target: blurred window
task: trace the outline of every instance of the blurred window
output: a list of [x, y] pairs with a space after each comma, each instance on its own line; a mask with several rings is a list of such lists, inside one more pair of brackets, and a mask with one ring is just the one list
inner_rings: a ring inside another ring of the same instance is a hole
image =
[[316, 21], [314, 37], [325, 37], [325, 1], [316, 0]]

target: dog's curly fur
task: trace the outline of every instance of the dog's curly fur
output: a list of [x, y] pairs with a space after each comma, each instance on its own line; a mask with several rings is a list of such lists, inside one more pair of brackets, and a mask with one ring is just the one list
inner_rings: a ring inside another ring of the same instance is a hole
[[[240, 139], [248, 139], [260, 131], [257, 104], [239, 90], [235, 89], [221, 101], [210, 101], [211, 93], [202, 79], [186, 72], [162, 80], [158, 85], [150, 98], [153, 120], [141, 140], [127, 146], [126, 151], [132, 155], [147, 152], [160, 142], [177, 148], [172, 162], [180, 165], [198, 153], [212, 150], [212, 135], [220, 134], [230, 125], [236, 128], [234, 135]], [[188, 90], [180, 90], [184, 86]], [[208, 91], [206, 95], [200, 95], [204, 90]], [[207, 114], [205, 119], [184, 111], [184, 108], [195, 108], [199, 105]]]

# WHAT TO WORK ON
Update the listing above so that every "trace the outline" becomes "draw the boundary", and keep the rest of the listing the same.

# CORRECT RESPONSE
target: blurred window
task: draw the boundary of every instance of the blurred window
output: a list of [x, y] pairs with a space after each comma, each instance on its own line; a mask with several rings is a list of such lists, inside one more pair of brackets, and a mask with one ring is just the one list
inner_rings: a ring inside another ring of the same instance is a hole
image =
[[316, 21], [314, 37], [325, 37], [325, 1], [316, 0]]

target: dog's curly fur
task: draw the boundary of every instance of the dog's curly fur
output: a list of [x, y] pairs with a space after each comma, each instance on its own line; a mask with several rings is a list of such lists, inside one more pair of brackets, and a mask with one ring is just the one list
inner_rings: a ring inside another ring of the same instance is a hole
[[[240, 139], [248, 139], [260, 131], [257, 104], [239, 90], [235, 89], [221, 101], [210, 101], [211, 93], [202, 79], [186, 72], [162, 80], [158, 85], [150, 98], [153, 120], [141, 140], [127, 146], [126, 151], [132, 155], [147, 152], [160, 142], [177, 148], [172, 162], [180, 165], [198, 153], [212, 150], [212, 135], [220, 134], [230, 125], [236, 128], [234, 135]], [[188, 90], [180, 90], [184, 86]], [[208, 91], [206, 95], [200, 95], [204, 90]], [[207, 114], [205, 119], [184, 111], [184, 108], [195, 108], [199, 105]]]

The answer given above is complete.